» Supplied text
#####

A rift between Moderna and the US government deepened on Thursday after the biotech group dismissed claims by the National Institutes of Health that three of its scientists should be recognised as co-inventors of a patent underpinning the company’s Covid-19 vaccine.
More than any other vaccine maker, Moderna has worked in lockstep with the US government to develop its jab, receiving about $2.5bn of grants and orders while also collaborating on clinical trials.
But now the pair are engaged in a bitter dispute over a patent relating to the genetic sequence in the vaccine: the NIH says its scientists are co-inventors, while Moderna insists they are not.
The disagreement has been simmering for more than a year and the NIH was caught unawares by Moderna’s decision to file a patent in July that did not credit its scientists, Kizzmekia Corbett, Barney Graham and John Mascola.
On Thursday, Moderna escalated the dispute by issuing a public statement insisting it did “not agree” that the trio “co-invented claims to the mRNA (modified nucleotide) sequence of our Covid-19 vaccine”.
The company also hit out at critics of its approach, accusing them of trying to “twist Moderna’s good faith application of US patent law” in a move that threatened to add fuel to a row over the intellectual property rights protecting vaccines that are generating tens of billions of dollars in annual sales.
Moderna’s intervention comes after Francis Collins, outgoing director of NIH told Reuters this week that the agency intended to defend its claims and signalled that if a the pair cannot resolve the matter then it will be up for the courts to decide.
“I think Moderna has made a serious mistake here in not providing the kind of co-inventorship credit to people who played a major role in the development of the vaccine that they’re now making a fair amount of money off of,” he said.

#####

» Supplied material
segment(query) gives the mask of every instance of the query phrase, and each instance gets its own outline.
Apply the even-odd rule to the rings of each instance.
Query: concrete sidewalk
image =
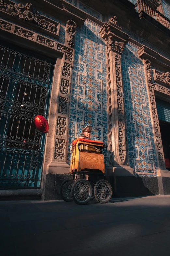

#####

» What to do
Transcribe the passage of the Moderna patent dispute text between "A rift between" and "they are not.", inclusive.

» Answer for this exercise
A rift between Moderna and the US government deepened on Thursday after the biotech group dismissed claims by the National Institutes of Health that three of its scientists should be recognised as co-inventors of a patent underpinning the company’s Covid-19 vaccine.
More than any other vaccine maker, Moderna has worked in lockstep with the US government to develop its jab, receiving about $2.5bn of grants and orders while also collaborating on clinical trials.
But now the pair are engaged in a bitter dispute over a patent relating to the genetic sequence in the vaccine: the NIH says its scientists are co-inventors, while Moderna insists they are not.